--- Listing ---
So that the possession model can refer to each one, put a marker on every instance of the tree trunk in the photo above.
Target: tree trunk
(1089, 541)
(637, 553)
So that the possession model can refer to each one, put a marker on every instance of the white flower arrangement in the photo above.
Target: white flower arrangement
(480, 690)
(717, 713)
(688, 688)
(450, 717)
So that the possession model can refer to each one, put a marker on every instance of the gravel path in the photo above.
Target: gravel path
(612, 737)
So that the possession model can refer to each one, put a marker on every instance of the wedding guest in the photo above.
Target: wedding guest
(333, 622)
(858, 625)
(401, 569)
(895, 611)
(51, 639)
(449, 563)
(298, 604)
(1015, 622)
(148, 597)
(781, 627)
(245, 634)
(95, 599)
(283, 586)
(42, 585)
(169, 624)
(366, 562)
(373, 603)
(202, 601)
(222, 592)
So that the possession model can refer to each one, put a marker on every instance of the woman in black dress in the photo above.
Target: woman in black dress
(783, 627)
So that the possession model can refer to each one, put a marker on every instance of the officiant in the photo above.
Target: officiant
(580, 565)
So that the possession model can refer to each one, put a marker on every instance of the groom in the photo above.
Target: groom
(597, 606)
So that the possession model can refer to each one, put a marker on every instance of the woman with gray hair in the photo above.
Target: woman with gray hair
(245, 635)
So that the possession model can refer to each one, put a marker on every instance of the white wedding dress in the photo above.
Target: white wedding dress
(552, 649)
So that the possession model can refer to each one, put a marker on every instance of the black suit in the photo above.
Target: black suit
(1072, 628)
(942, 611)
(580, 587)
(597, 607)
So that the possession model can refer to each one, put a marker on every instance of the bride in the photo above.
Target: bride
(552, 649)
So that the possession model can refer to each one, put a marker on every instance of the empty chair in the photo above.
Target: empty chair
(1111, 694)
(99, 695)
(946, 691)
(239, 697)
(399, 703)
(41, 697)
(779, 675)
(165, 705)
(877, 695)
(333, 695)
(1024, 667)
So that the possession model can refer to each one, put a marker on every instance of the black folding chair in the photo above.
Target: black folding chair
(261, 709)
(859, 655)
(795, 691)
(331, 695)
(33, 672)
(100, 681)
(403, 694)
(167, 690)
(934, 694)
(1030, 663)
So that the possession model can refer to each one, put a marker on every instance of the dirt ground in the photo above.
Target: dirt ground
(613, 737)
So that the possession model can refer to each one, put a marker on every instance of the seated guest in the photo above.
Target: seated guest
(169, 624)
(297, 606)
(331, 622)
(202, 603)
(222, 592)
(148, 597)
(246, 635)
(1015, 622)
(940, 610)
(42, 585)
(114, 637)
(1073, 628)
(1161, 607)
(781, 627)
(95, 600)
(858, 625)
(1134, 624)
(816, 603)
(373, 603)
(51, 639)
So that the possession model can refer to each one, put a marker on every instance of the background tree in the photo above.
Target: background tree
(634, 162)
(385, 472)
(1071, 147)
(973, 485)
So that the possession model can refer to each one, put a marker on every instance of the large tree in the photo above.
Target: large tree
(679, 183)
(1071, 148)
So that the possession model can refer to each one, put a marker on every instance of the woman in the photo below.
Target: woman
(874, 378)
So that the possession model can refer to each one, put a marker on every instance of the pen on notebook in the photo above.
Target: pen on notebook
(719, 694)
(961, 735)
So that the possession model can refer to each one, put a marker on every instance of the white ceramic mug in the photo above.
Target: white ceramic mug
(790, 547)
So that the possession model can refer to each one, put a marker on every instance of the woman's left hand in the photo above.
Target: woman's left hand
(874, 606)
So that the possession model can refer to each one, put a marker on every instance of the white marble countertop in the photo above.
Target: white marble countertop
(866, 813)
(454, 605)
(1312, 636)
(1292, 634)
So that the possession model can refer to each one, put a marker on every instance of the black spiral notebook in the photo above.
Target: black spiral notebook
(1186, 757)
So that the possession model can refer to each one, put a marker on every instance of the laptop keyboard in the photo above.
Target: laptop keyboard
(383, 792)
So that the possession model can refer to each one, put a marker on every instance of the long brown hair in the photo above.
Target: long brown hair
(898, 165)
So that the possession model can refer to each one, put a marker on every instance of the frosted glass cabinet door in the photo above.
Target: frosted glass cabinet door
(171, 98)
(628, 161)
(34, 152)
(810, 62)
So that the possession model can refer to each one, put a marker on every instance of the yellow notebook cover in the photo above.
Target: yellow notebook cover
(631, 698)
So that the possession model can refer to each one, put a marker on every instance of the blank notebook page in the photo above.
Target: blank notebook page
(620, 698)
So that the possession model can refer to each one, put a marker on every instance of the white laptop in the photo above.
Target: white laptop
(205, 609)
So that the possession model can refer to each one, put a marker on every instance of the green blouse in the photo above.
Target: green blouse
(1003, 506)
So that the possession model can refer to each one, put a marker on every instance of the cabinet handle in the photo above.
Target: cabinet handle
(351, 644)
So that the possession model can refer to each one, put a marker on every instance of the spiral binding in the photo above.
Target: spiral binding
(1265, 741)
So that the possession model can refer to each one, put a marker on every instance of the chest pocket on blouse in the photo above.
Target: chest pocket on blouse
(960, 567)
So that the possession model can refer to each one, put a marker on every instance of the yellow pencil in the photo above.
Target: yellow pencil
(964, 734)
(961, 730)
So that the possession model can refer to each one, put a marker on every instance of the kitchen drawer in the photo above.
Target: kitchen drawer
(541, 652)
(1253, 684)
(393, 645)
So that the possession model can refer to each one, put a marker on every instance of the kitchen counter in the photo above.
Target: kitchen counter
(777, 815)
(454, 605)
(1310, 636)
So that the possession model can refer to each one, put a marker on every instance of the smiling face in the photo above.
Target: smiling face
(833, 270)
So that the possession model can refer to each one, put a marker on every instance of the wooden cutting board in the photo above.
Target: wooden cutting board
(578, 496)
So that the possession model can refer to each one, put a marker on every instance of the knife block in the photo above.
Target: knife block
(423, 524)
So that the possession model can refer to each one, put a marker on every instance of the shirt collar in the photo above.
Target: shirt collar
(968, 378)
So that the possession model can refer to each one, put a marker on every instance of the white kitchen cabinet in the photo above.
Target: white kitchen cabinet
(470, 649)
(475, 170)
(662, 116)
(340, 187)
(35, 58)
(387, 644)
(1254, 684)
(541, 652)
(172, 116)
---
What this task involves:
Switch "possession model" to "labeling model" in every one of the stored entries, and write them all out again with nothing else altered.

Completed exercise:
So that the labeling model can refer to each one, put a marker on every instance of the tree trunk in the photo above.
Target: tree trunk
(1089, 541)
(637, 553)
So that the labeling model can refer to each one, put a marker on every instance of the white flower arrangement in the photo above.
Target: white flower arrangement
(480, 690)
(717, 713)
(688, 688)
(450, 717)
So that the labeling model can refer to each one, put a marker on every instance of the gravel path in the photo above.
Target: gravel path
(612, 737)
So that the labeling model can refer to each one, put a marker on every instance of the wedding guest in the photo above.
Target: wedding guest
(333, 622)
(858, 625)
(401, 569)
(895, 611)
(51, 639)
(449, 563)
(298, 604)
(1015, 622)
(148, 597)
(781, 627)
(245, 634)
(95, 599)
(283, 586)
(42, 585)
(169, 624)
(366, 562)
(373, 603)
(202, 601)
(222, 592)
So that the labeling model can refer to each one, put a marker on every instance of the woman in black dress in the photo above.
Target: woman in black dress
(783, 627)
So that the labeling model can refer to each one, put a marker on every instance of the officiant in the photo above.
Target: officiant
(580, 565)
So that the labeling model can refer to each one, put a marker on every instance of the groom in the photo above.
Target: groom
(597, 606)
So that the labeling model can refer to each one, put a marker on every instance of the woman with gray hair in the photo above.
Target: woman with gray hair
(245, 635)
So that the labeling model can refer to each one, put a marker on every instance of the white wedding dress in the photo above.
Target: white wedding dress
(552, 649)
So that the labeling model can refer to each one, put a marker on every instance of the black suit in the photo above.
Target: black suit
(1072, 628)
(942, 611)
(580, 587)
(597, 607)
So that the labeling model can refer to each one, put a marker on every instance of the bride in the photo above.
Target: bride
(552, 649)
So that the labeling model can refer to each one, put a marker on every instance of the empty chair in the photo above.
Target: empty chair
(1111, 694)
(99, 695)
(946, 691)
(239, 697)
(399, 703)
(41, 697)
(779, 675)
(165, 705)
(877, 695)
(333, 695)
(1024, 667)
So that the labeling model can refer to each one, put a marker on every instance of the black folding chair in the photo above.
Target: black folding chair
(261, 709)
(859, 655)
(795, 691)
(331, 695)
(33, 672)
(100, 681)
(403, 694)
(167, 690)
(934, 694)
(1030, 663)
So that the labeling model can refer to each one, put a marker on every instance of the dirt ground in the photo above.
Target: dirt ground
(613, 737)
So that the labeling model can refer to each one, put a marker on every instance of the seated guest in the photo above.
Target: seated guest
(169, 624)
(297, 606)
(331, 622)
(202, 603)
(222, 592)
(148, 597)
(246, 635)
(1015, 622)
(940, 610)
(42, 585)
(114, 637)
(1073, 628)
(1161, 607)
(781, 627)
(95, 600)
(858, 625)
(1134, 624)
(816, 603)
(373, 603)
(51, 639)
So that the labeling model can refer to each one, put a marker on every instance of the background tree in the photo above.
Target: background tree
(634, 162)
(385, 472)
(1071, 147)
(973, 485)
So that the labeling model can refer to each one, put a marker on every instance of the large tree in the photo above.
Target: large tree
(679, 183)
(1071, 148)
So that the labeling model can refer to each one, put a marker on every instance of the woman in the photo below.
Target: woman
(874, 378)
So that the labeling model can refer to each one, put a marker on every instance of the pen on notebook in the photo above.
Target: pen on notebook
(719, 694)
(961, 735)
So that the labeling model can refer to each one, put a marker on every instance of the white ceramic mug in the photo above.
Target: white ceramic mug
(790, 547)
So that the labeling model can refer to each one, put a marker on every instance of the woman's left hand in the photo above.
Target: woman's left hand
(874, 606)
So that the labeling model can refer to each one, put a marker on every instance of the white marble countertop in the photo above.
Target: white marble countertop
(866, 813)
(454, 605)
(1312, 636)
(1292, 634)
So that the labeling model can refer to each one, put a marker on every instance of the black spiral notebook in the photo above.
Target: black spiral notebook
(1186, 757)
So that the labeling model can refer to each one, put a marker on every instance of the laptop keyboard in the photo above.
Target: laptop keyboard
(383, 792)
So that the labeling model can refer to each one, put a marker on every instance of the long brown hair in the photo above.
Target: long brown hair
(898, 165)
So that the labeling model can refer to each one, put a marker on every instance of the frosted glass cabinet door in the photo above.
Target: frosted glass cabinet door
(171, 98)
(628, 161)
(34, 152)
(810, 62)
So that the labeling model can refer to each one, put a marker on every instance of the yellow notebook cover in the photo above.
Target: yellow notebook cover
(631, 698)
So that the labeling model can refer to each one, put a marker on every instance of the blank notebook page in the photo above.
Target: blank notebook page
(620, 698)
So that the labeling model can refer to each one, put a marker on every instance of the white laptop in the photo above.
Target: white laptop
(205, 609)
So that the labeling model can refer to each one, put a marker on every instance of the green blouse in the photo above.
Target: green blouse
(1003, 506)
So that the labeling model can refer to each one, put a marker on every instance of the cabinet handle in the photo above.
Target: cabinet handle
(351, 644)
So that the labeling model can refer to each one, put a marker on every instance of the spiral binding in the photo above.
Target: spiral binding
(1265, 741)
So that the labeling model can refer to each one, put a marker on every instance of the chest pocket on blouse in the photo above.
Target: chest pocket on blouse
(960, 567)
So that the labeling model can refer to each one, put a marker on every instance of the yellow pencil in the photo above.
Target: yellow pencil
(964, 734)
(961, 730)
So that the labeling model can refer to each one, put a marker on every instance of the kitchen drawer in the photo above.
Target: kitchen drawer
(541, 652)
(1253, 684)
(393, 645)
So that the labeling model can refer to each one, put a marker on every instance of the kitchen counter in the photo above.
Target: kitchen counter
(777, 815)
(454, 605)
(1310, 636)
So that the labeling model can refer to each one, put a marker on every instance of the smiling face in the photo above.
Target: smiling face
(833, 270)
So that the labeling model can refer to each one, put a marker on every instance of the wooden cutting board in the photo above.
Target: wooden cutting board
(578, 496)
So that the labeling model can refer to each one, put a marker on every instance of the knife block in the photo above.
Target: knife block
(423, 524)
So that the labeling model can refer to each one, put a marker on every instance of the shirt collar in the photo above.
Target: shirt collar
(968, 378)
So that the labeling model can refer to each one, put a marker on every instance of the white kitchen cabinet in the photo above.
Target: white kitchen cabinet
(470, 649)
(475, 170)
(662, 116)
(340, 187)
(35, 58)
(387, 644)
(1254, 684)
(541, 652)
(172, 116)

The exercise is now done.